[Saved entries]
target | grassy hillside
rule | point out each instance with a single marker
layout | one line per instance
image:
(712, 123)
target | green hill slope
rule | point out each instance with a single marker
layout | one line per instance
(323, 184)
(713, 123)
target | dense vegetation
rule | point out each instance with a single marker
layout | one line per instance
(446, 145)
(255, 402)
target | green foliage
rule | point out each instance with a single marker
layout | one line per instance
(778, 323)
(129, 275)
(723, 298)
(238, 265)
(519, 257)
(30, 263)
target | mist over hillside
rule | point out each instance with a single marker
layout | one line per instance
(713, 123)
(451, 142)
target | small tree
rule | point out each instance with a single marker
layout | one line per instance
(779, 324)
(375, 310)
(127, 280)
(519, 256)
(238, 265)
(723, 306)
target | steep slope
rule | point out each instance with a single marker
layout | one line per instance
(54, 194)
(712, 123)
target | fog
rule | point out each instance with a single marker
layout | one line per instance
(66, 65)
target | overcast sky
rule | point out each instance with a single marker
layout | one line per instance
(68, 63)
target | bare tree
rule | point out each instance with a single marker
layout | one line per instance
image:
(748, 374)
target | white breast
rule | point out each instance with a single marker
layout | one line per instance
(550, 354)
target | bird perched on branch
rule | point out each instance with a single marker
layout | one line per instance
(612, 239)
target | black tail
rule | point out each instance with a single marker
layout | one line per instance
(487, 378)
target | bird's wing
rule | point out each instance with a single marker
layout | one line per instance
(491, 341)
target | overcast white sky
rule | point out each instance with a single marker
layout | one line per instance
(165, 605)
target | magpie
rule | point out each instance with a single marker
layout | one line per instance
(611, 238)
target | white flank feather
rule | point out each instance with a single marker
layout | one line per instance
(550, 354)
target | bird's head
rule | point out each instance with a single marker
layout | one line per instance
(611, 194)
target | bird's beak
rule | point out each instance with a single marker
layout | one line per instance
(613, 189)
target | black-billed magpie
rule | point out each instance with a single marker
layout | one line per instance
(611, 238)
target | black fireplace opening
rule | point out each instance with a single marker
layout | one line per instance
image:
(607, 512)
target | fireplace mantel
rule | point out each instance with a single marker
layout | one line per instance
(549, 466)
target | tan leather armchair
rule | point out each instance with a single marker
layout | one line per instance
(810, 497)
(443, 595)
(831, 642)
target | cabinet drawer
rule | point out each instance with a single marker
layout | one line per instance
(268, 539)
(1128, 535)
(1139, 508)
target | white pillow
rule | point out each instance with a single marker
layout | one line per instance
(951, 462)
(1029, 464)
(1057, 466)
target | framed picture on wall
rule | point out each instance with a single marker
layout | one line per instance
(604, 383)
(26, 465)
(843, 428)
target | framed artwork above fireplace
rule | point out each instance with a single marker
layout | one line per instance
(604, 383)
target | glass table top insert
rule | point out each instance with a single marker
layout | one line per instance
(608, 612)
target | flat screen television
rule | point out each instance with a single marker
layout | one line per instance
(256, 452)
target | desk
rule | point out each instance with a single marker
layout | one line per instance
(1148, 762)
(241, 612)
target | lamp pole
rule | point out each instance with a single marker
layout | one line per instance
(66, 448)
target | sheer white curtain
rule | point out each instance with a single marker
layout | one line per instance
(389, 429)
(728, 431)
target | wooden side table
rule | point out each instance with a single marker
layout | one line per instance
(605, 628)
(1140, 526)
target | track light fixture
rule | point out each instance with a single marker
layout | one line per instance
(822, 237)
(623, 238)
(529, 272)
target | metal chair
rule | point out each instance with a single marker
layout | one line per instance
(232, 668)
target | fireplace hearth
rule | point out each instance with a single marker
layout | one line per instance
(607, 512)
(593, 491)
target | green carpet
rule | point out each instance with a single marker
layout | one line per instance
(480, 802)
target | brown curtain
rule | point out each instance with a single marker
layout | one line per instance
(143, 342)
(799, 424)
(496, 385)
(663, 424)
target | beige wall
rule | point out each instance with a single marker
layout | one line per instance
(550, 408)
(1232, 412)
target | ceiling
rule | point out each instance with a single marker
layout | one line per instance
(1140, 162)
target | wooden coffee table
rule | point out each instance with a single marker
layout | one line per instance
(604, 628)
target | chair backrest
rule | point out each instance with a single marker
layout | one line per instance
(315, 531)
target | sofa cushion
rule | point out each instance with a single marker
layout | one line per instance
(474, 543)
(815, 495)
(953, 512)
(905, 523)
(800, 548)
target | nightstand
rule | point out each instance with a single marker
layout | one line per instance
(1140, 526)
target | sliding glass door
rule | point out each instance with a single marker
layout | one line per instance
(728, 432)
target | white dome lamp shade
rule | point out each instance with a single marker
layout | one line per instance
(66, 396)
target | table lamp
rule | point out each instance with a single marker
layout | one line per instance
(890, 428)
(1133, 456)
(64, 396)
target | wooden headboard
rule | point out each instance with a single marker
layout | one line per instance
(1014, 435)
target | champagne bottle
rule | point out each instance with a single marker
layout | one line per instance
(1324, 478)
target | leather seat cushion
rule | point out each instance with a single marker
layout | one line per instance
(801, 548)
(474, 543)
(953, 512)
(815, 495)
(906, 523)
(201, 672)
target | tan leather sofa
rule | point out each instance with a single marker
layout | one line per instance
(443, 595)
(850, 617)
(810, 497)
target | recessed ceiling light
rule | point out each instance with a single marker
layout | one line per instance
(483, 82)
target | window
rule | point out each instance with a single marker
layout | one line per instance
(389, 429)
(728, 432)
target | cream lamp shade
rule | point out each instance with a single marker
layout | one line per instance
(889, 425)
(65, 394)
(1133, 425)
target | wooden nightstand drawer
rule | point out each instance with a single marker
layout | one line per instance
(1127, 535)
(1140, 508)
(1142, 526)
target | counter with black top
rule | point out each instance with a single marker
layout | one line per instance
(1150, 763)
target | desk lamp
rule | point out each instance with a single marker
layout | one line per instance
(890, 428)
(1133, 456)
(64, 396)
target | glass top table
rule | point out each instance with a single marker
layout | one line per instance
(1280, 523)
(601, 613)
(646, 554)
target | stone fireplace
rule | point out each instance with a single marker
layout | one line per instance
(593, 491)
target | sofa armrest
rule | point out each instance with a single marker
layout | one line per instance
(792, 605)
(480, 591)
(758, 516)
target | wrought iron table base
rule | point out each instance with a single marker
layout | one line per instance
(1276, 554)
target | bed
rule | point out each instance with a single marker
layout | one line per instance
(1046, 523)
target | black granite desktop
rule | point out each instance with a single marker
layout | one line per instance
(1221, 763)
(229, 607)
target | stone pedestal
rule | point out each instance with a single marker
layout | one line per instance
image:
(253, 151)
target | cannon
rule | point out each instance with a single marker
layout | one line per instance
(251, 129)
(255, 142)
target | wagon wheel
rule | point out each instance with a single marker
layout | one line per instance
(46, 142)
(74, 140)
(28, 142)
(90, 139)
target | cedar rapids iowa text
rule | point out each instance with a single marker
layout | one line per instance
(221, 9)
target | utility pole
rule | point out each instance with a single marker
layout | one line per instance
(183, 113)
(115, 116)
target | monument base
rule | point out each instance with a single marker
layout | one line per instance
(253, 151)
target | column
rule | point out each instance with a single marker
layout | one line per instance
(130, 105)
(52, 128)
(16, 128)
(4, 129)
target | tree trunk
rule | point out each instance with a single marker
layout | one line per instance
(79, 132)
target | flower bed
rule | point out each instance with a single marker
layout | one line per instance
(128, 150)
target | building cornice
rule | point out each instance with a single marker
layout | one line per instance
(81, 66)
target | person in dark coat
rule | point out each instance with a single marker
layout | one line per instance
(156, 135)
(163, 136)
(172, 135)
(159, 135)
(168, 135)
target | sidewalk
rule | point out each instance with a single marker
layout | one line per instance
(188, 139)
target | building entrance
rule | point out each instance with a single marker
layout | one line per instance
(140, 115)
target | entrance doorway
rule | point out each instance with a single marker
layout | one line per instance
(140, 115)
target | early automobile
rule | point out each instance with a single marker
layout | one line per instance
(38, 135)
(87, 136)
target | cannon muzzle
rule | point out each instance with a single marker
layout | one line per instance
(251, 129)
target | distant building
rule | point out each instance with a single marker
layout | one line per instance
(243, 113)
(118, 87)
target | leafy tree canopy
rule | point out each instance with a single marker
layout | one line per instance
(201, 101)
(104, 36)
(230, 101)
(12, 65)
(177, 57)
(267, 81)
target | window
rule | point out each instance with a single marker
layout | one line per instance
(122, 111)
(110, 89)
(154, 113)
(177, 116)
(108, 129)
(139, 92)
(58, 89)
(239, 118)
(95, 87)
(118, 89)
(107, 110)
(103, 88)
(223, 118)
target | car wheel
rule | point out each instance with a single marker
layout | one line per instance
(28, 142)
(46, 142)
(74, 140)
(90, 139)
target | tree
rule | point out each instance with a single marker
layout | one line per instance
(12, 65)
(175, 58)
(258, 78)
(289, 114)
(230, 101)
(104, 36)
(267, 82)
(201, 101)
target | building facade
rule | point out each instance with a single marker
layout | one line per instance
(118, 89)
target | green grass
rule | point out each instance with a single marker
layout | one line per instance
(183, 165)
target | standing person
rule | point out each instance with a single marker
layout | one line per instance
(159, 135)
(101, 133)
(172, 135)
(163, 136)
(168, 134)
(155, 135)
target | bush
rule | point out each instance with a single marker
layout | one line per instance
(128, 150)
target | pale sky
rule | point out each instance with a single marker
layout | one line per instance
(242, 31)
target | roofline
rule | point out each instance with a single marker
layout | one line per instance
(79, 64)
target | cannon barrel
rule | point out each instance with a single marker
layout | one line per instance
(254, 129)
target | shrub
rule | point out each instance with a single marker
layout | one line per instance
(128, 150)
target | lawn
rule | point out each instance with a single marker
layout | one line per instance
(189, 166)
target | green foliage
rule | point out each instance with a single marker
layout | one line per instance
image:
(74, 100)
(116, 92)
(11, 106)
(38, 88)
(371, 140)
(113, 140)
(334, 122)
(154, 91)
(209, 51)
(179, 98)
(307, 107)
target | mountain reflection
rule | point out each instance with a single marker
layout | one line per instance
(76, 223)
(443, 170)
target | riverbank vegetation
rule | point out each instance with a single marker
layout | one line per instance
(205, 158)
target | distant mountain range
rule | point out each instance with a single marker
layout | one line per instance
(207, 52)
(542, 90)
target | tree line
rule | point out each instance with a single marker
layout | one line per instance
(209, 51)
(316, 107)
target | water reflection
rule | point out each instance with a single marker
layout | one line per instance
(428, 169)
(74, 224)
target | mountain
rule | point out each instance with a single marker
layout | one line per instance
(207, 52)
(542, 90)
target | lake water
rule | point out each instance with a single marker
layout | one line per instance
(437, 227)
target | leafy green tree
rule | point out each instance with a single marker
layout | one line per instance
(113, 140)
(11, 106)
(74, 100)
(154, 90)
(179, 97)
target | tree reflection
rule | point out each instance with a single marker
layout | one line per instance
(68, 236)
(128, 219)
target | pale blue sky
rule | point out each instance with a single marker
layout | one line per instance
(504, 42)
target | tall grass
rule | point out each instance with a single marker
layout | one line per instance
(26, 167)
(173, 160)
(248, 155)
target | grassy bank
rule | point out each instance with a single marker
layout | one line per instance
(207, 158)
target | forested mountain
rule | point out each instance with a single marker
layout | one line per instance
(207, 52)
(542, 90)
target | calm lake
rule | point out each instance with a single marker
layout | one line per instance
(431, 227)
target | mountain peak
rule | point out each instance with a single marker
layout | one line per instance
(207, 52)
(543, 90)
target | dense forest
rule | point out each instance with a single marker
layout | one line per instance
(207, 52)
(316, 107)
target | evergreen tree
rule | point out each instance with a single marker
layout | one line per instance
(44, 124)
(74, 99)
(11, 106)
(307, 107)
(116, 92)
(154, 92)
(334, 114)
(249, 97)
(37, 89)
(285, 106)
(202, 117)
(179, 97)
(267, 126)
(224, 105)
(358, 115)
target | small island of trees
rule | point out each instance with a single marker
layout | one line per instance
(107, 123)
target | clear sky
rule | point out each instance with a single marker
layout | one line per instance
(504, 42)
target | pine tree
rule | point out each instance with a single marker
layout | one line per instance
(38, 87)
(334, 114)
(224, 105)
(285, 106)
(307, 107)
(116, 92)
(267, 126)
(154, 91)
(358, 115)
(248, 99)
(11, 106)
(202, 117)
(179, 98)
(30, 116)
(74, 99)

What this task involves> From the entries above, restate word for word the lines from the line containing "target | magpie" to the line containing "target | white pillow", both ends included, and nothing more.

Task output>
target | magpie
rule | point out each instance with a single marker
layout | one line per instance
(611, 238)
target | white flank feather
rule | point out each instance with a single marker
layout | one line per instance
(550, 354)
target | bird's head
rule | point out each instance with a single marker
layout | one line per instance
(611, 194)
target | bird's beak
rule | point out each instance with a single marker
layout | one line per instance
(613, 189)
target | black-billed magpie
rule | point out each instance with a single marker
layout | one line per instance
(611, 238)
target | black fireplace opening
rule | point out each instance with a single marker
layout | one line per instance
image:
(607, 512)
target | fireplace mantel
rule | point out each instance with a single marker
layout | one line per instance
(549, 466)
target | tan leather armchair
rule | point out each instance with a single marker
layout | one line per instance
(810, 497)
(443, 595)
(831, 642)
target | cabinet drawer
rule | point out each instance with a single marker
layout | one line per instance
(268, 539)
(1128, 535)
(1139, 508)
target | white pillow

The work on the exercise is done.